(Point annotation dataset records)
──────────
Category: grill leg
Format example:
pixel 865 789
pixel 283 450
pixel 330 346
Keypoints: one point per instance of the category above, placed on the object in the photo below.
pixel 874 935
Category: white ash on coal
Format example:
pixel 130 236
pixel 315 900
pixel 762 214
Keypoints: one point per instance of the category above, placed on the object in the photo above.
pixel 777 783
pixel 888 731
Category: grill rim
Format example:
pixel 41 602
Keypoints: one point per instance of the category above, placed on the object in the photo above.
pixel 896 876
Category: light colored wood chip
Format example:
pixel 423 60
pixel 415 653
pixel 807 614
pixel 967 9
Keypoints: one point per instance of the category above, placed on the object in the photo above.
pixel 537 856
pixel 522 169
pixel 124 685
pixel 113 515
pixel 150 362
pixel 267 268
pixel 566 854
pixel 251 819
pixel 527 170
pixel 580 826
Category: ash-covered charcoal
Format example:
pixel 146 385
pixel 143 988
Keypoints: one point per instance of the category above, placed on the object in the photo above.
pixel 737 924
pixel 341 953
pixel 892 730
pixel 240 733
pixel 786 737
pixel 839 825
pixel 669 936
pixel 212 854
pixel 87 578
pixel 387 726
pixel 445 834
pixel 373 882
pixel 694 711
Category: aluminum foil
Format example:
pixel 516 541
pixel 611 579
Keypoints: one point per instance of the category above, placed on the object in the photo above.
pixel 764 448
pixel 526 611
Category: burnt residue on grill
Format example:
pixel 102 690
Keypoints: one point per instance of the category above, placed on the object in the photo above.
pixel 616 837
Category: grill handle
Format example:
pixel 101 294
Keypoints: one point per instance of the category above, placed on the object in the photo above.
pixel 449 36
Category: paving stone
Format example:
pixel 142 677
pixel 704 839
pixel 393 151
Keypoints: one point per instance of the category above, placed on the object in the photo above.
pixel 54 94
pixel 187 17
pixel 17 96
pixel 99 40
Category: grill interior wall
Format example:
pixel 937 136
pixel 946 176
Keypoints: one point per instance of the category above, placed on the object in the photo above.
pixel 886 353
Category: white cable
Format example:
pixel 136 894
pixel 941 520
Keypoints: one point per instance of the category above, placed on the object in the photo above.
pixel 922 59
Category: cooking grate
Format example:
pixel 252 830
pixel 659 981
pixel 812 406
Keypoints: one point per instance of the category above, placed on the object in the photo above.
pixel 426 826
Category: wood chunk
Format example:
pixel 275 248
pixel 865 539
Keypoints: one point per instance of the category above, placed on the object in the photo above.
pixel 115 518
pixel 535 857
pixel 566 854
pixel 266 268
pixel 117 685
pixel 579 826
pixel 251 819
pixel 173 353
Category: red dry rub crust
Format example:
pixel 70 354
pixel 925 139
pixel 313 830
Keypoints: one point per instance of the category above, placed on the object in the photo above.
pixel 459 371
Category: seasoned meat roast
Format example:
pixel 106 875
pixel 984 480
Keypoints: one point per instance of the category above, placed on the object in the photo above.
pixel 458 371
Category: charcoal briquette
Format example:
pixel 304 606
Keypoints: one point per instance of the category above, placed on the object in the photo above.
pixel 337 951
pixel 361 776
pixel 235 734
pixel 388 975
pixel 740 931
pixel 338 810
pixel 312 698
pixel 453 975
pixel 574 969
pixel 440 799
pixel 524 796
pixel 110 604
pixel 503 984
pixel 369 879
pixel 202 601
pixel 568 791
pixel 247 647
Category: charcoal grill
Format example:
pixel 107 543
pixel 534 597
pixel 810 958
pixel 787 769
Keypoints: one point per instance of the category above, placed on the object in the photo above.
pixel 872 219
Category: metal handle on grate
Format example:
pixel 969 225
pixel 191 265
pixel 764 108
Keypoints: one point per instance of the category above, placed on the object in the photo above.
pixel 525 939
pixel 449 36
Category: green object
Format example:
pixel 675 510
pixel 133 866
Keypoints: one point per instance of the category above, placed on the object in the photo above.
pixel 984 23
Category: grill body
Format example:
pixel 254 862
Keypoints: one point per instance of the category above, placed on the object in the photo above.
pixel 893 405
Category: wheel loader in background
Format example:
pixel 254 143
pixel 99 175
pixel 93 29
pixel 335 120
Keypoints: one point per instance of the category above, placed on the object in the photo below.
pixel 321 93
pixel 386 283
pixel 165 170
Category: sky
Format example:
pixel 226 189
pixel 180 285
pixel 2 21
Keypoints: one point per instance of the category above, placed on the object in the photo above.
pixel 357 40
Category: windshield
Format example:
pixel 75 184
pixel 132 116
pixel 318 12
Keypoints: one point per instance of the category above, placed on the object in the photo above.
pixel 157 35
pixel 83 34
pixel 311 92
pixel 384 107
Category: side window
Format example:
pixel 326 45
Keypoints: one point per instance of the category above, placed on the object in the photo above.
──────────
(Your task): Reproduce everything from the line containing "Category: white ash on coal" down to and including the line containing "pixel 896 876", changing "grill rim" to "grill edge" and leaving every other part of those lines unchanged.

(Full solution):
Category: white ash on coal
Format example:
pixel 130 236
pixel 315 900
pixel 762 214
Keypoints: one point per instance of the category above, placed on the object in the photo above.
pixel 777 783
pixel 888 731
Category: grill edge
Format example:
pixel 41 602
Keypoints: one point per instance of the category above, placed on the object in the photo above.
pixel 896 876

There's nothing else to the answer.